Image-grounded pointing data
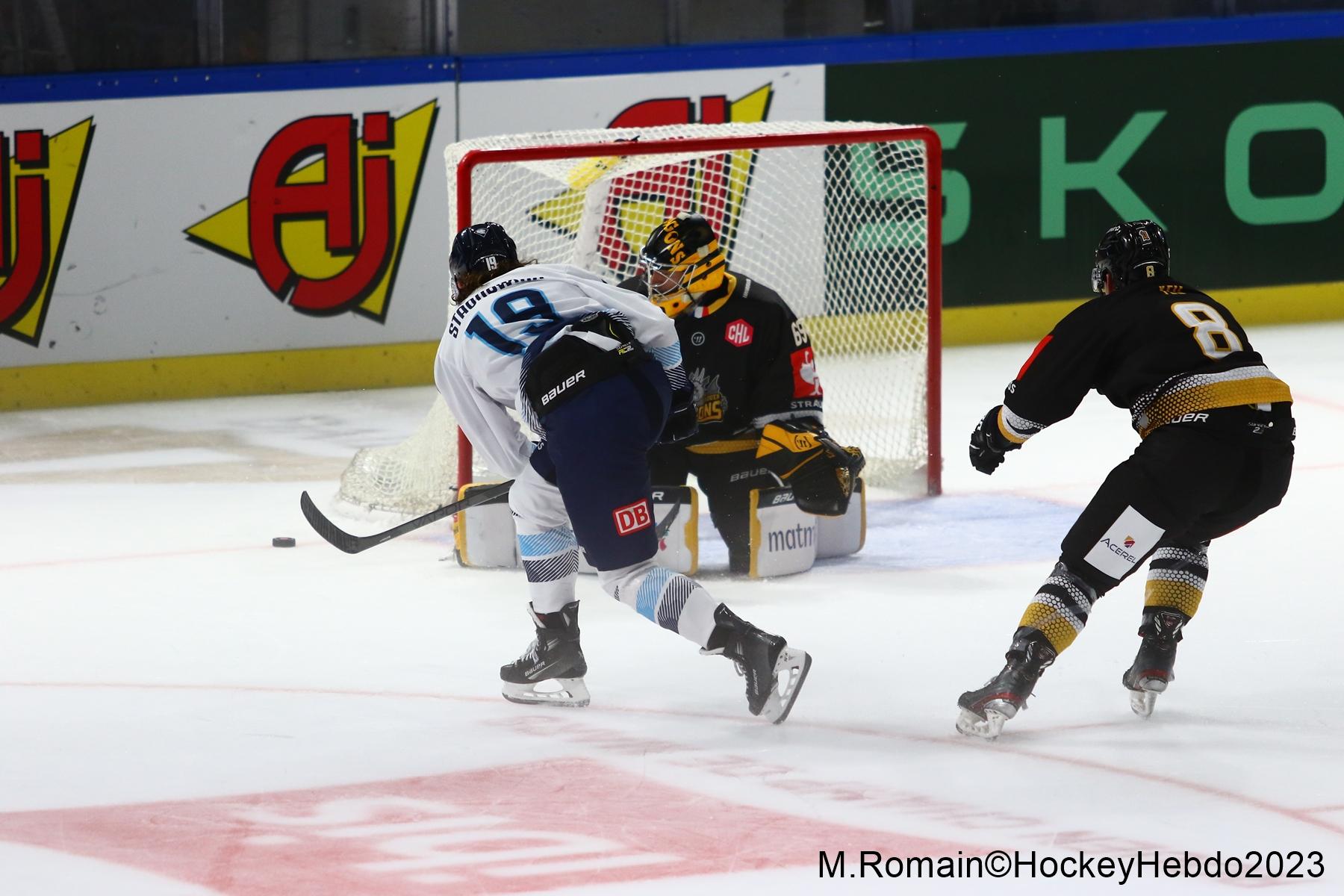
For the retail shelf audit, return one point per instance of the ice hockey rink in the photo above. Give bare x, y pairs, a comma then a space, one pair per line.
186, 709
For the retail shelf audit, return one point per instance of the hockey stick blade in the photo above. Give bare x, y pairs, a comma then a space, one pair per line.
355, 543
665, 526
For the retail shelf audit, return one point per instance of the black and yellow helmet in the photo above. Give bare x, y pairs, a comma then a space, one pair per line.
682, 262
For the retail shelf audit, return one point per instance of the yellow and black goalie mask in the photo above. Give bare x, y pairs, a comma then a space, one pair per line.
682, 261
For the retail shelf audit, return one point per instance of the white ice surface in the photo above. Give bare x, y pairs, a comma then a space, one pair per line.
186, 709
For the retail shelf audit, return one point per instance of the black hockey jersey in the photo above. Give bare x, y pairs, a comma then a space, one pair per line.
749, 359
1159, 348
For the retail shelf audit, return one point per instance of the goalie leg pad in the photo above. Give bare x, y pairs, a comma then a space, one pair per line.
546, 543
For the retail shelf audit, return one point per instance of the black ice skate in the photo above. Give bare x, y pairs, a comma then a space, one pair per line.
773, 669
551, 672
986, 711
1152, 669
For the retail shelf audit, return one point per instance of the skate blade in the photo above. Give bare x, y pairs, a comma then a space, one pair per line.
791, 671
566, 692
987, 729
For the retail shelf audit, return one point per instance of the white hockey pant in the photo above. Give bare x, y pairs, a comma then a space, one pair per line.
551, 558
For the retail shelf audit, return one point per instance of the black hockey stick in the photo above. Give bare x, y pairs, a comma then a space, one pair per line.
355, 543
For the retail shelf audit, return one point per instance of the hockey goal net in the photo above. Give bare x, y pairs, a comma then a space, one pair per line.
833, 215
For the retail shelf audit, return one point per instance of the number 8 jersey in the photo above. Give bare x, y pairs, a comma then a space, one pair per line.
1157, 347
480, 359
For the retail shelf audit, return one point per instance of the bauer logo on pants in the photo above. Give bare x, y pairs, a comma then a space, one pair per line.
632, 517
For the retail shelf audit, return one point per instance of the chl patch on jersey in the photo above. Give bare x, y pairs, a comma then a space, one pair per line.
1128, 539
739, 334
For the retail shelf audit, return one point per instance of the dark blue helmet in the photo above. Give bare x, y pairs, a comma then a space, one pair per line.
1132, 252
482, 247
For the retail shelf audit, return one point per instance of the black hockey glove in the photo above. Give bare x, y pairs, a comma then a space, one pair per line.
988, 445
683, 418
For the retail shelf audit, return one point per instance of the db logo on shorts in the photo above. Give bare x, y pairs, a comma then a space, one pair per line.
633, 517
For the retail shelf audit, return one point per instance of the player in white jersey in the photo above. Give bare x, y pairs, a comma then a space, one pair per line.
596, 371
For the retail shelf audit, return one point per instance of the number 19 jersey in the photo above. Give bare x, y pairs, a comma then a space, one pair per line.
1159, 348
480, 358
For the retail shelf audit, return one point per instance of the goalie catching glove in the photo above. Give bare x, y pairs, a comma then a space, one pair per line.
819, 469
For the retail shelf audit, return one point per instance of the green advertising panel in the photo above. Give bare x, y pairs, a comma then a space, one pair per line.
1236, 149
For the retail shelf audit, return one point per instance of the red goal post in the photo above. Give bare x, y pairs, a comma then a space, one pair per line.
833, 215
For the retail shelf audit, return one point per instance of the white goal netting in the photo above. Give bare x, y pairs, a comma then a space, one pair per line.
839, 226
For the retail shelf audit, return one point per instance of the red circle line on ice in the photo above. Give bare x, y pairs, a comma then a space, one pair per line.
1301, 815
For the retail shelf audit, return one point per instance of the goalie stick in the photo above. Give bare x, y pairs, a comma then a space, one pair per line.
355, 543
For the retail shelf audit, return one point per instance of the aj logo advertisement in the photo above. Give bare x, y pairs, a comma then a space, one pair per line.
327, 210
638, 202
40, 184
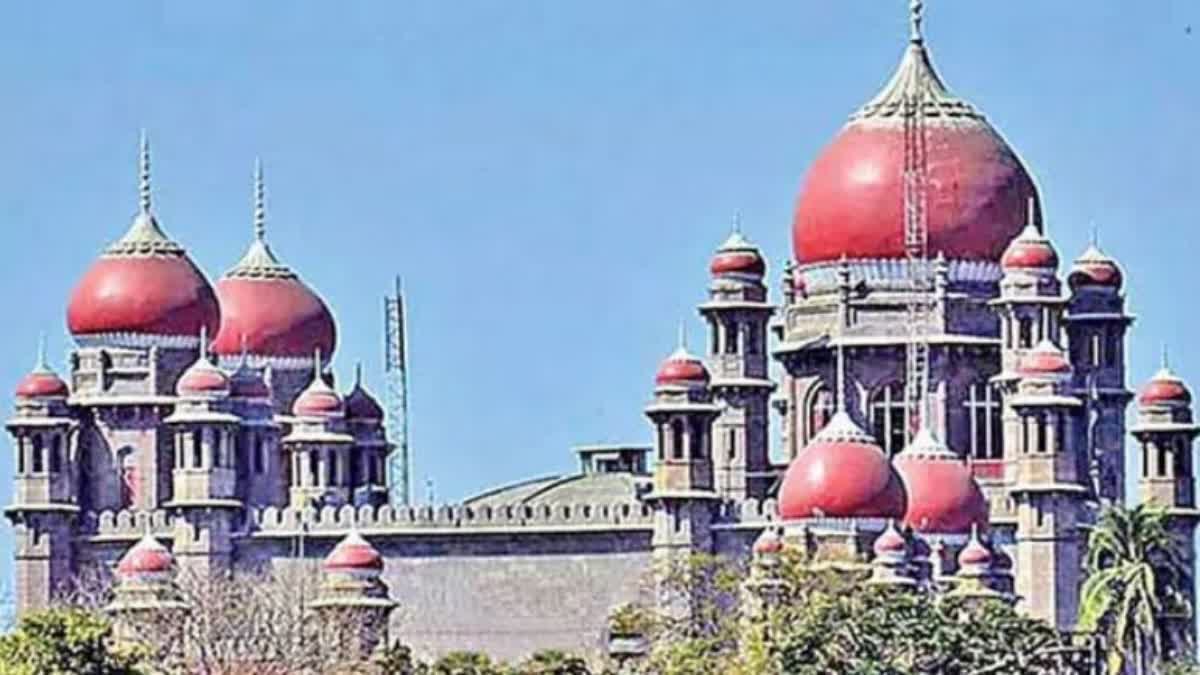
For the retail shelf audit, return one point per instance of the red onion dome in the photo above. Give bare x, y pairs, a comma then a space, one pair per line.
1164, 389
943, 496
143, 290
1095, 269
42, 382
768, 543
976, 553
1044, 360
203, 378
738, 257
1031, 251
360, 404
682, 369
318, 399
852, 199
841, 473
267, 309
891, 542
147, 557
353, 554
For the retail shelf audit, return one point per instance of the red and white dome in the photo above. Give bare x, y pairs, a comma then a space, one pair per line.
682, 369
852, 198
42, 382
1095, 269
143, 290
738, 258
318, 400
203, 378
268, 310
841, 473
943, 496
1044, 360
1164, 389
353, 555
147, 559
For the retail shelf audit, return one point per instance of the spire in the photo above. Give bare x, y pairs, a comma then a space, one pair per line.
916, 17
144, 173
259, 261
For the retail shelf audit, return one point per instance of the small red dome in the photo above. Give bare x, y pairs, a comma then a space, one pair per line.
841, 473
1164, 389
682, 369
1044, 359
148, 556
144, 285
737, 256
943, 496
353, 554
1030, 251
768, 543
1095, 269
42, 384
852, 198
891, 542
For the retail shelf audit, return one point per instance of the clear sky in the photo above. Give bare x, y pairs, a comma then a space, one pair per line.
550, 178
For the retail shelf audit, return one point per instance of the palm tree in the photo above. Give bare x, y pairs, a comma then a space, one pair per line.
1134, 575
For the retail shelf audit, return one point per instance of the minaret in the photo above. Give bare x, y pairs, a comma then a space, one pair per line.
205, 466
738, 312
1165, 430
1097, 323
319, 446
1050, 487
683, 496
45, 501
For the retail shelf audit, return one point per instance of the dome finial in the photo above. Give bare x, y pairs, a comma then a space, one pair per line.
259, 202
916, 17
144, 172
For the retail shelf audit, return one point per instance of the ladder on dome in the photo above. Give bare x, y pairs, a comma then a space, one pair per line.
400, 461
919, 270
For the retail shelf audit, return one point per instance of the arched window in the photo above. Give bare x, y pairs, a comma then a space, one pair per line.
889, 417
983, 406
819, 410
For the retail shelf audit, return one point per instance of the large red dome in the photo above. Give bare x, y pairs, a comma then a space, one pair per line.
267, 310
943, 496
852, 199
144, 286
841, 473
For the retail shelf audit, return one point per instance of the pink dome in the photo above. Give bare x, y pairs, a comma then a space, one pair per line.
738, 257
682, 369
143, 286
267, 309
943, 496
1044, 359
1164, 389
148, 556
852, 198
841, 473
353, 554
1095, 269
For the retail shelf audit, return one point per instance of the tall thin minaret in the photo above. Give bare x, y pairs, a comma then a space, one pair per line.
737, 312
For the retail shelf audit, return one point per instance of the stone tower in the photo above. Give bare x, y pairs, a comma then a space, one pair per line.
1050, 488
683, 494
737, 312
1096, 328
1165, 430
45, 507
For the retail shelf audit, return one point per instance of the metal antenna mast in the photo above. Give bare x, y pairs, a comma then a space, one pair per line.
395, 370
916, 236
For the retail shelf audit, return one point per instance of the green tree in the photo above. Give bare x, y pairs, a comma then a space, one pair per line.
1134, 577
65, 641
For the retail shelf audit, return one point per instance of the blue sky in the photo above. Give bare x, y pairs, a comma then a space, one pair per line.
550, 178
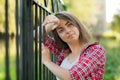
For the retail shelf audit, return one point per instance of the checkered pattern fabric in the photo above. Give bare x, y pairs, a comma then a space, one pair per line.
91, 62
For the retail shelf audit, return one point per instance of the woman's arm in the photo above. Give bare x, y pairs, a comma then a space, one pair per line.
60, 72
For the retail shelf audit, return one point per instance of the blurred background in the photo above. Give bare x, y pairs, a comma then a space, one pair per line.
102, 17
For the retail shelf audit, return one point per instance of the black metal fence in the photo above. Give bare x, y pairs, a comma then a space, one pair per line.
29, 14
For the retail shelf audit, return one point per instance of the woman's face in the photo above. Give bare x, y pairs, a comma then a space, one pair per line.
67, 31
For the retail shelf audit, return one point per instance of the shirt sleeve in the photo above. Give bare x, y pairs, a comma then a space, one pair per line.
94, 58
50, 43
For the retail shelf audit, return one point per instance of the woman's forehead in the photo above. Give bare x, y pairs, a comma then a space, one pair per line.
63, 22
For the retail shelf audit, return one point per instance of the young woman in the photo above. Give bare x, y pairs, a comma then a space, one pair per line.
77, 58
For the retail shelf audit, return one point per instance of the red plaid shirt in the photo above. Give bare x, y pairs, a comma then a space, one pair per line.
91, 61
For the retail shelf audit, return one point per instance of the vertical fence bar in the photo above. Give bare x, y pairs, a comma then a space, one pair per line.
6, 41
17, 40
26, 42
43, 73
40, 34
36, 40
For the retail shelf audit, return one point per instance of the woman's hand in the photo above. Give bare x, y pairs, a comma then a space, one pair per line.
50, 23
45, 54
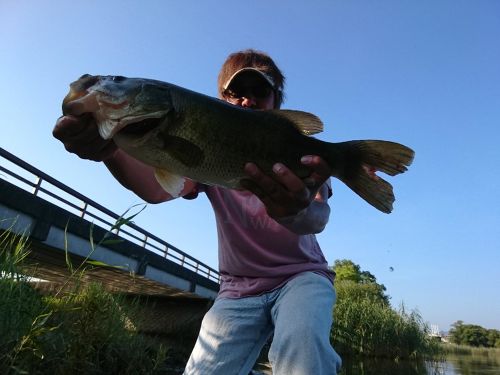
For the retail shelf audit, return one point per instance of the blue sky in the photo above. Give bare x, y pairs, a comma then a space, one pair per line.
426, 74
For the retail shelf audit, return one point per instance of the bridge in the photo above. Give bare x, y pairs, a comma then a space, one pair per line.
66, 230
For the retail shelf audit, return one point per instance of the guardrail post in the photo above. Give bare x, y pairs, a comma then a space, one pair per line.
84, 209
36, 188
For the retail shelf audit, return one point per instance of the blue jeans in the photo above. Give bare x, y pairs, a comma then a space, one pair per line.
299, 313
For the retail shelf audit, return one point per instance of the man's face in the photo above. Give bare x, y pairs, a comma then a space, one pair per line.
250, 90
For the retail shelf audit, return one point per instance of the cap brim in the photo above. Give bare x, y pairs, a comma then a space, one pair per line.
266, 77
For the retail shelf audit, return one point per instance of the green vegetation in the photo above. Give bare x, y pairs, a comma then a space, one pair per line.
366, 324
86, 329
474, 335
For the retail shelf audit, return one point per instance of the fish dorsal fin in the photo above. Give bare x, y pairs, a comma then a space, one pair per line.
171, 183
305, 122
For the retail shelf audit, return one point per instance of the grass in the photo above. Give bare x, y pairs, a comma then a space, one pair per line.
371, 328
83, 328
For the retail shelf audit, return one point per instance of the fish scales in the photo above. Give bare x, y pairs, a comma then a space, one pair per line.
184, 134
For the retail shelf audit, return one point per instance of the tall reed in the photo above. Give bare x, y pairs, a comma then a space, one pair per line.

PROBLEM STATEMENT: What do the lines from the one with "the green vegetation" through the last line of the entries say? Print them word for word, both ends included, and nothing else.

RESPONSE BELOW:
For the retail shelf audit, return one point per instance of the green vegetation in the photo above. Give bare x, y pairs, a comma then a space, one pair per line.
366, 324
86, 329
474, 335
For the retail shelf audit, return one point per instance of the fish dorsal fin in the photo above. Give bare x, y pairs, a comma then a space, one pair per line.
171, 183
305, 122
For the retail shelf audit, return one point per instance of the grass in the photo above. Give bare x, y pairs, a comma then a space, one pair per line.
371, 328
83, 328
For the retail shelf audit, return one point per instance of the fish scales in the photo above. Give bare x, y pairs, a comma then a space, one pair per line.
184, 134
For the retail shelf audit, return one point per instance of the tall reed in the photo above. Give bare x, y pairs, a comma then a space, one pair per line.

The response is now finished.